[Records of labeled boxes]
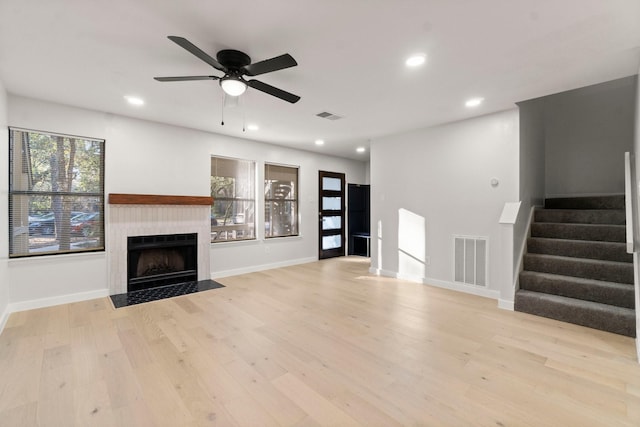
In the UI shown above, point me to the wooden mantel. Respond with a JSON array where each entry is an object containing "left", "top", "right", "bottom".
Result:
[{"left": 109, "top": 193, "right": 213, "bottom": 206}]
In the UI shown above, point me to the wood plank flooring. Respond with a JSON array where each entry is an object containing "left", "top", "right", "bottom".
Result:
[{"left": 0, "top": 257, "right": 640, "bottom": 427}]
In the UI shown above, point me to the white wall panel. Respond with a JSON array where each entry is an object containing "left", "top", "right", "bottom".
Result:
[{"left": 371, "top": 109, "right": 519, "bottom": 298}]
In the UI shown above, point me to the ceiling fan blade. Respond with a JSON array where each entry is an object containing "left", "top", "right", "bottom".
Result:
[
  {"left": 247, "top": 80, "right": 300, "bottom": 104},
  {"left": 168, "top": 36, "right": 227, "bottom": 73},
  {"left": 154, "top": 76, "right": 220, "bottom": 82},
  {"left": 244, "top": 53, "right": 298, "bottom": 76}
]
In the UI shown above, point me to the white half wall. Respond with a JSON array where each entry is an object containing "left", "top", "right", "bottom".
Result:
[
  {"left": 371, "top": 109, "right": 519, "bottom": 298},
  {"left": 5, "top": 92, "right": 367, "bottom": 307}
]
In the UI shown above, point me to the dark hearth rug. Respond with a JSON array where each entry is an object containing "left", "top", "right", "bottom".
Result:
[{"left": 111, "top": 280, "right": 224, "bottom": 308}]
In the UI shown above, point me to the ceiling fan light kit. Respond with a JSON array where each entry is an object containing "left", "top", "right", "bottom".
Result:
[
  {"left": 154, "top": 36, "right": 300, "bottom": 104},
  {"left": 220, "top": 77, "right": 247, "bottom": 96}
]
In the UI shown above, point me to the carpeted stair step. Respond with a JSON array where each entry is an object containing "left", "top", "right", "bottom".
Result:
[
  {"left": 527, "top": 237, "right": 633, "bottom": 262},
  {"left": 531, "top": 222, "right": 626, "bottom": 243},
  {"left": 544, "top": 195, "right": 624, "bottom": 209},
  {"left": 523, "top": 254, "right": 633, "bottom": 284},
  {"left": 519, "top": 271, "right": 635, "bottom": 309},
  {"left": 534, "top": 209, "right": 627, "bottom": 225},
  {"left": 515, "top": 290, "right": 636, "bottom": 337}
]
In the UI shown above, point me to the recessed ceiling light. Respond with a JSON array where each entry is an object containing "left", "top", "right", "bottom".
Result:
[
  {"left": 124, "top": 95, "right": 144, "bottom": 105},
  {"left": 464, "top": 98, "right": 484, "bottom": 108},
  {"left": 404, "top": 53, "right": 427, "bottom": 67}
]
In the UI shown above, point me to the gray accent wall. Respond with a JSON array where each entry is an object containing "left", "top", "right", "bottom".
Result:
[
  {"left": 540, "top": 76, "right": 637, "bottom": 197},
  {"left": 0, "top": 81, "right": 9, "bottom": 331}
]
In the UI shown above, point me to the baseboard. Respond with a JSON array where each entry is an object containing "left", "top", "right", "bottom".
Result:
[
  {"left": 7, "top": 289, "right": 109, "bottom": 313},
  {"left": 369, "top": 268, "right": 502, "bottom": 305},
  {"left": 498, "top": 298, "right": 514, "bottom": 311},
  {"left": 369, "top": 267, "right": 398, "bottom": 279},
  {"left": 544, "top": 193, "right": 624, "bottom": 199},
  {"left": 422, "top": 277, "right": 500, "bottom": 300},
  {"left": 211, "top": 257, "right": 318, "bottom": 280}
]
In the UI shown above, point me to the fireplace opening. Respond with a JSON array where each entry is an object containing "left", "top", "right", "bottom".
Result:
[{"left": 127, "top": 233, "right": 198, "bottom": 292}]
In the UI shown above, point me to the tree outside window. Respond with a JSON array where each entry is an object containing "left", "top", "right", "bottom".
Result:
[
  {"left": 211, "top": 157, "right": 256, "bottom": 243},
  {"left": 264, "top": 164, "right": 298, "bottom": 238},
  {"left": 9, "top": 128, "right": 104, "bottom": 257}
]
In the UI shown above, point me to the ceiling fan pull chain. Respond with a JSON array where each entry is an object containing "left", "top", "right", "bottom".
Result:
[
  {"left": 239, "top": 95, "right": 247, "bottom": 132},
  {"left": 220, "top": 91, "right": 227, "bottom": 126}
]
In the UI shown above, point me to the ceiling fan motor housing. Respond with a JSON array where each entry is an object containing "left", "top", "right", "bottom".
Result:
[{"left": 216, "top": 49, "right": 251, "bottom": 70}]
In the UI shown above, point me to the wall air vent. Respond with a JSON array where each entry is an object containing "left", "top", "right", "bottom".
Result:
[
  {"left": 316, "top": 111, "right": 343, "bottom": 120},
  {"left": 453, "top": 236, "right": 489, "bottom": 286}
]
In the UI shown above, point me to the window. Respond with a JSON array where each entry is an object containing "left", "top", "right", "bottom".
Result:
[
  {"left": 264, "top": 164, "right": 298, "bottom": 237},
  {"left": 211, "top": 157, "right": 256, "bottom": 243},
  {"left": 9, "top": 128, "right": 104, "bottom": 257}
]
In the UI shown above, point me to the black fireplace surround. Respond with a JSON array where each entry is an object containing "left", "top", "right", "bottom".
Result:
[{"left": 127, "top": 233, "right": 198, "bottom": 292}]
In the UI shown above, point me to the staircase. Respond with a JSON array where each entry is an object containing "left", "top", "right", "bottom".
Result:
[{"left": 515, "top": 196, "right": 636, "bottom": 337}]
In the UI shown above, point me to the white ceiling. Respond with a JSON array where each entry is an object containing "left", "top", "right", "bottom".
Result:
[{"left": 0, "top": 0, "right": 640, "bottom": 160}]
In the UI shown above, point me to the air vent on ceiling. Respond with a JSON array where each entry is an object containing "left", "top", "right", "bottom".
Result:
[{"left": 316, "top": 111, "right": 343, "bottom": 120}]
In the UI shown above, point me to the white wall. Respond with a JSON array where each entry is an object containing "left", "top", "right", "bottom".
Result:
[
  {"left": 5, "top": 96, "right": 366, "bottom": 307},
  {"left": 0, "top": 81, "right": 9, "bottom": 331},
  {"left": 371, "top": 109, "right": 519, "bottom": 297},
  {"left": 518, "top": 99, "right": 545, "bottom": 212},
  {"left": 542, "top": 76, "right": 636, "bottom": 197},
  {"left": 632, "top": 68, "right": 640, "bottom": 361}
]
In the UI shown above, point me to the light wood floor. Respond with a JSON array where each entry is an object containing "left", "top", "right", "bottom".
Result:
[{"left": 0, "top": 258, "right": 640, "bottom": 427}]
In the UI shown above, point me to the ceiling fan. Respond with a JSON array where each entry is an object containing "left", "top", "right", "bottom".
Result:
[{"left": 154, "top": 36, "right": 300, "bottom": 104}]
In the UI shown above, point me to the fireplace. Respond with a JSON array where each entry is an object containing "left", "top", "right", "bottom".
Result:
[{"left": 127, "top": 233, "right": 198, "bottom": 292}]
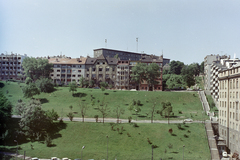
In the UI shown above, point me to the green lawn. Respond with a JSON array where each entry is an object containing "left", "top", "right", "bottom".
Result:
[
  {"left": 1, "top": 82, "right": 207, "bottom": 120},
  {"left": 0, "top": 122, "right": 211, "bottom": 160}
]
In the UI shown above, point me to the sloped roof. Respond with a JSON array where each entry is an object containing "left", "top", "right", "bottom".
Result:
[{"left": 48, "top": 57, "right": 87, "bottom": 64}]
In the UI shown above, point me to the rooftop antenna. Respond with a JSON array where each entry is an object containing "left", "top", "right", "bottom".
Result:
[{"left": 136, "top": 37, "right": 138, "bottom": 52}]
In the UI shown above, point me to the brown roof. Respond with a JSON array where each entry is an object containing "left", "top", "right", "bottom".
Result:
[{"left": 48, "top": 57, "right": 87, "bottom": 64}]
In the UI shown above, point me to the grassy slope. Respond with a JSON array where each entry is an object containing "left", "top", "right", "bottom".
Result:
[
  {"left": 1, "top": 82, "right": 206, "bottom": 120},
  {"left": 6, "top": 122, "right": 211, "bottom": 160}
]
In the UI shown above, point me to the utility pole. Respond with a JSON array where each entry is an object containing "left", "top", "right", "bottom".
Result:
[{"left": 136, "top": 37, "right": 138, "bottom": 52}]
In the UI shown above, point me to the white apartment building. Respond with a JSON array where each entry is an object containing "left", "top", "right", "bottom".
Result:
[
  {"left": 218, "top": 64, "right": 240, "bottom": 155},
  {"left": 48, "top": 56, "right": 87, "bottom": 84},
  {"left": 0, "top": 53, "right": 27, "bottom": 80}
]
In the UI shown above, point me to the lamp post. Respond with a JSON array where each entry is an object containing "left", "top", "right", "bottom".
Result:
[
  {"left": 14, "top": 140, "right": 18, "bottom": 160},
  {"left": 183, "top": 145, "right": 185, "bottom": 160},
  {"left": 106, "top": 136, "right": 108, "bottom": 160},
  {"left": 81, "top": 146, "right": 85, "bottom": 160}
]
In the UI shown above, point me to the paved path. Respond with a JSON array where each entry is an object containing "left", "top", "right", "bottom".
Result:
[{"left": 199, "top": 91, "right": 220, "bottom": 160}]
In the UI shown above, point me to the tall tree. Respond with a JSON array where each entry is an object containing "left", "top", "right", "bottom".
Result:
[
  {"left": 0, "top": 92, "right": 12, "bottom": 138},
  {"left": 23, "top": 83, "right": 40, "bottom": 98},
  {"left": 22, "top": 57, "right": 53, "bottom": 81}
]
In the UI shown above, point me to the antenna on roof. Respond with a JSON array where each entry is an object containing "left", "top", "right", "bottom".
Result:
[{"left": 136, "top": 37, "right": 138, "bottom": 52}]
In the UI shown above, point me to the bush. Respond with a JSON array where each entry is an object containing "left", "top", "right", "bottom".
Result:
[
  {"left": 67, "top": 112, "right": 74, "bottom": 121},
  {"left": 128, "top": 116, "right": 132, "bottom": 123},
  {"left": 45, "top": 134, "right": 52, "bottom": 147}
]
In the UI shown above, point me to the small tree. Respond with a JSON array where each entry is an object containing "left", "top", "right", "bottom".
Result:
[
  {"left": 114, "top": 105, "right": 125, "bottom": 123},
  {"left": 67, "top": 112, "right": 74, "bottom": 121},
  {"left": 68, "top": 82, "right": 77, "bottom": 95},
  {"left": 79, "top": 102, "right": 88, "bottom": 122},
  {"left": 98, "top": 99, "right": 110, "bottom": 123}
]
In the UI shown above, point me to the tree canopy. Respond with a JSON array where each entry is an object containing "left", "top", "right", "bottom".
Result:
[
  {"left": 22, "top": 57, "right": 53, "bottom": 82},
  {"left": 0, "top": 92, "right": 12, "bottom": 139}
]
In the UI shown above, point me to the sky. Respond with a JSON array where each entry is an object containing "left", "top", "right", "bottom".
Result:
[{"left": 0, "top": 0, "right": 240, "bottom": 64}]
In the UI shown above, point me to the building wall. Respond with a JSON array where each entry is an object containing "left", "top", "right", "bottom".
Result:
[
  {"left": 85, "top": 59, "right": 116, "bottom": 86},
  {"left": 0, "top": 53, "right": 27, "bottom": 80},
  {"left": 219, "top": 66, "right": 240, "bottom": 154}
]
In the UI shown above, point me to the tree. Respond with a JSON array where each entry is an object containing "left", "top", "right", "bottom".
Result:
[
  {"left": 114, "top": 105, "right": 125, "bottom": 123},
  {"left": 36, "top": 78, "right": 54, "bottom": 93},
  {"left": 16, "top": 100, "right": 53, "bottom": 138},
  {"left": 22, "top": 57, "right": 53, "bottom": 82},
  {"left": 79, "top": 102, "right": 88, "bottom": 122},
  {"left": 79, "top": 77, "right": 85, "bottom": 87},
  {"left": 131, "top": 63, "right": 147, "bottom": 86},
  {"left": 162, "top": 102, "right": 172, "bottom": 124},
  {"left": 23, "top": 83, "right": 40, "bottom": 98},
  {"left": 68, "top": 82, "right": 77, "bottom": 95},
  {"left": 145, "top": 63, "right": 160, "bottom": 90},
  {"left": 150, "top": 99, "right": 157, "bottom": 123},
  {"left": 0, "top": 92, "right": 12, "bottom": 138},
  {"left": 98, "top": 99, "right": 110, "bottom": 123},
  {"left": 170, "top": 61, "right": 184, "bottom": 75},
  {"left": 166, "top": 74, "right": 185, "bottom": 89}
]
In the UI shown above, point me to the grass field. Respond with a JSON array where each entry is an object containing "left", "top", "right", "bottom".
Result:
[
  {"left": 1, "top": 82, "right": 207, "bottom": 120},
  {"left": 0, "top": 122, "right": 211, "bottom": 160}
]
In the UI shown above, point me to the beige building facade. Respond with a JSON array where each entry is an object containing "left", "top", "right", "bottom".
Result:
[{"left": 218, "top": 65, "right": 240, "bottom": 155}]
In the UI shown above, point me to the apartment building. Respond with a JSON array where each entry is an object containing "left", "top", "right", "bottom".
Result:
[
  {"left": 0, "top": 53, "right": 27, "bottom": 80},
  {"left": 218, "top": 63, "right": 240, "bottom": 156},
  {"left": 139, "top": 55, "right": 163, "bottom": 91},
  {"left": 85, "top": 55, "right": 118, "bottom": 86},
  {"left": 116, "top": 59, "right": 130, "bottom": 89},
  {"left": 48, "top": 56, "right": 87, "bottom": 84}
]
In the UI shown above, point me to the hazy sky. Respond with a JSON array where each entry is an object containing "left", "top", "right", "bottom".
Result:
[{"left": 0, "top": 0, "right": 240, "bottom": 64}]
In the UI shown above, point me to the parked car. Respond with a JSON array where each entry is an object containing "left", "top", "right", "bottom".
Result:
[
  {"left": 222, "top": 152, "right": 228, "bottom": 158},
  {"left": 183, "top": 118, "right": 193, "bottom": 122}
]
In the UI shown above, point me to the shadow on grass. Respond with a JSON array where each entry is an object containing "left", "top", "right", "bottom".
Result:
[
  {"left": 0, "top": 82, "right": 5, "bottom": 88},
  {"left": 40, "top": 98, "right": 49, "bottom": 104},
  {"left": 73, "top": 92, "right": 87, "bottom": 98}
]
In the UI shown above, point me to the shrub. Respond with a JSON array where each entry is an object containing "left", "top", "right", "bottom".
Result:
[
  {"left": 45, "top": 134, "right": 52, "bottom": 147},
  {"left": 94, "top": 115, "right": 98, "bottom": 122},
  {"left": 128, "top": 116, "right": 132, "bottom": 123},
  {"left": 67, "top": 112, "right": 74, "bottom": 121}
]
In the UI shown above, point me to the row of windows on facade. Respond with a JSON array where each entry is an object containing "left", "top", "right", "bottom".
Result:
[
  {"left": 0, "top": 57, "right": 21, "bottom": 60},
  {"left": 220, "top": 79, "right": 239, "bottom": 89},
  {"left": 0, "top": 62, "right": 21, "bottom": 65},
  {"left": 219, "top": 92, "right": 238, "bottom": 98},
  {"left": 219, "top": 110, "right": 240, "bottom": 121},
  {"left": 2, "top": 71, "right": 21, "bottom": 75},
  {"left": 219, "top": 101, "right": 238, "bottom": 110},
  {"left": 221, "top": 68, "right": 239, "bottom": 76},
  {"left": 0, "top": 67, "right": 21, "bottom": 69},
  {"left": 219, "top": 118, "right": 240, "bottom": 131},
  {"left": 222, "top": 126, "right": 240, "bottom": 146}
]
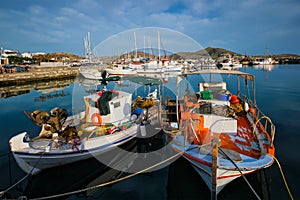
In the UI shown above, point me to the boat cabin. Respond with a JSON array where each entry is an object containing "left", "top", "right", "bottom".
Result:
[{"left": 84, "top": 90, "right": 132, "bottom": 125}]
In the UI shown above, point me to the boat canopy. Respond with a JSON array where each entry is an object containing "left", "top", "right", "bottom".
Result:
[{"left": 183, "top": 70, "right": 254, "bottom": 82}]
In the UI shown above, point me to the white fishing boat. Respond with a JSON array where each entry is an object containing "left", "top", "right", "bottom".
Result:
[
  {"left": 164, "top": 70, "right": 275, "bottom": 197},
  {"left": 105, "top": 65, "right": 137, "bottom": 76},
  {"left": 9, "top": 90, "right": 156, "bottom": 174},
  {"left": 79, "top": 67, "right": 102, "bottom": 80}
]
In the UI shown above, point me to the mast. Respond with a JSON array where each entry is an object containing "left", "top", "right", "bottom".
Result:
[
  {"left": 83, "top": 32, "right": 92, "bottom": 62},
  {"left": 157, "top": 30, "right": 160, "bottom": 61},
  {"left": 133, "top": 32, "right": 137, "bottom": 60}
]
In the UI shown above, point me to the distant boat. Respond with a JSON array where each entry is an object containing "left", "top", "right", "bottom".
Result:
[
  {"left": 9, "top": 90, "right": 157, "bottom": 174},
  {"left": 105, "top": 64, "right": 137, "bottom": 76},
  {"left": 163, "top": 70, "right": 275, "bottom": 196},
  {"left": 79, "top": 67, "right": 102, "bottom": 80}
]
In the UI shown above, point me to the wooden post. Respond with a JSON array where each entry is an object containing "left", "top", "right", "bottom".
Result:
[{"left": 211, "top": 137, "right": 219, "bottom": 200}]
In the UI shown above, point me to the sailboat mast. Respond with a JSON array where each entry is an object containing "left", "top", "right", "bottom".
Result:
[
  {"left": 133, "top": 32, "right": 137, "bottom": 59},
  {"left": 157, "top": 30, "right": 160, "bottom": 61}
]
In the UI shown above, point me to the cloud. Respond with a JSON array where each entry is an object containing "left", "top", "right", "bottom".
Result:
[{"left": 0, "top": 0, "right": 300, "bottom": 54}]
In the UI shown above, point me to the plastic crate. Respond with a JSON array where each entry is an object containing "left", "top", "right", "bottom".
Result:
[{"left": 201, "top": 90, "right": 213, "bottom": 100}]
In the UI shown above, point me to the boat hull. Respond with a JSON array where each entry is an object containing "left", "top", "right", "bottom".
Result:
[
  {"left": 10, "top": 125, "right": 138, "bottom": 174},
  {"left": 173, "top": 141, "right": 273, "bottom": 194}
]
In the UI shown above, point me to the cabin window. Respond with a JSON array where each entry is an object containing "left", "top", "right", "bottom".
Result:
[
  {"left": 98, "top": 91, "right": 118, "bottom": 115},
  {"left": 114, "top": 102, "right": 121, "bottom": 108}
]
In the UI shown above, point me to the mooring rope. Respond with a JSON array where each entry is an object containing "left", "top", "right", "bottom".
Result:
[
  {"left": 218, "top": 147, "right": 261, "bottom": 200},
  {"left": 267, "top": 154, "right": 294, "bottom": 200},
  {"left": 0, "top": 150, "right": 46, "bottom": 197}
]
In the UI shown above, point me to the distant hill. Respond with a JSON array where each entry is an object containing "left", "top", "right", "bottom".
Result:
[
  {"left": 33, "top": 52, "right": 82, "bottom": 61},
  {"left": 176, "top": 47, "right": 241, "bottom": 59}
]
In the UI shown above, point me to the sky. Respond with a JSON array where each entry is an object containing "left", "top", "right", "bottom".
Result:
[{"left": 0, "top": 0, "right": 300, "bottom": 56}]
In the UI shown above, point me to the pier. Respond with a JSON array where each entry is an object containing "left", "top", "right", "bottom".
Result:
[{"left": 0, "top": 66, "right": 79, "bottom": 87}]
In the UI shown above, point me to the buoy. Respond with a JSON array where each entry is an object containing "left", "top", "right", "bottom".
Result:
[
  {"left": 92, "top": 113, "right": 102, "bottom": 126},
  {"left": 244, "top": 102, "right": 249, "bottom": 112},
  {"left": 249, "top": 107, "right": 255, "bottom": 115}
]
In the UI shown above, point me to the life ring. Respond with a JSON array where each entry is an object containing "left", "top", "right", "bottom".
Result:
[{"left": 91, "top": 113, "right": 102, "bottom": 126}]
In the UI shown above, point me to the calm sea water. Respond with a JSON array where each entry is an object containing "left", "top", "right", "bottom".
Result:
[{"left": 0, "top": 65, "right": 300, "bottom": 199}]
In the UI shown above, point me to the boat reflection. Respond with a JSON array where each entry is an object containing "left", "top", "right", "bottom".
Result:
[{"left": 23, "top": 140, "right": 137, "bottom": 198}]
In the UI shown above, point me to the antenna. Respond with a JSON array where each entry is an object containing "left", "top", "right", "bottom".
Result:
[{"left": 83, "top": 32, "right": 92, "bottom": 62}]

> _Problem to solve_
All lines from the one containing "In the UI shown above, point me to the mooring" through the end of the records, both ends included, are to be quoted exactly; please add nothing else.

> _Worked solution_
In the UI shown above, point me to the mooring rope. Respond with a JSON array where each entry is an object containing "left", "top", "right", "bottom".
Result:
[
  {"left": 218, "top": 147, "right": 261, "bottom": 200},
  {"left": 267, "top": 154, "right": 294, "bottom": 200},
  {"left": 0, "top": 150, "right": 46, "bottom": 197}
]
In the UI shown above, point me to the distant hill. Respond with a JSON array where each entry is an object containing "left", "top", "right", "bottom".
Result:
[
  {"left": 33, "top": 52, "right": 82, "bottom": 61},
  {"left": 176, "top": 47, "right": 241, "bottom": 59}
]
In the UI shown above, point me to the sky. Respond with a JSON array where each entry is an object containing "left", "top", "right", "bottom".
Result:
[{"left": 0, "top": 0, "right": 300, "bottom": 56}]
In the UI shown above, point me to the pier. Respond with a JSON array where each entry is an object containing "left", "top", "right", "bottom".
Result:
[{"left": 0, "top": 66, "right": 79, "bottom": 87}]
In the UI shown above, point me to the buoy. Respond with a JSON array where each entry is an object containing "left", "top", "right", "bottom".
Result:
[
  {"left": 92, "top": 113, "right": 102, "bottom": 126},
  {"left": 244, "top": 102, "right": 249, "bottom": 112},
  {"left": 249, "top": 107, "right": 255, "bottom": 115}
]
In the UI shown above, point me to the life ring. Respond with a JSON array where each entry is an object containing "left", "top", "right", "bottom".
Result:
[{"left": 91, "top": 113, "right": 102, "bottom": 126}]
In the UI shown above, point me to the calm sea water. Respond with a JSON array where each entry is an object containing "left", "top", "right", "bottom".
Result:
[{"left": 0, "top": 65, "right": 300, "bottom": 199}]
In the UI shown above, point me to the boat reflection. Respond with a JSON array where each entry is an object containing "left", "top", "right", "bottom".
Result:
[{"left": 23, "top": 140, "right": 137, "bottom": 198}]
In the UI shown above, point me to the antenna. Respond with a JSON array where each entry is an object containing "left", "top", "right", "bottom".
Result:
[{"left": 83, "top": 32, "right": 92, "bottom": 62}]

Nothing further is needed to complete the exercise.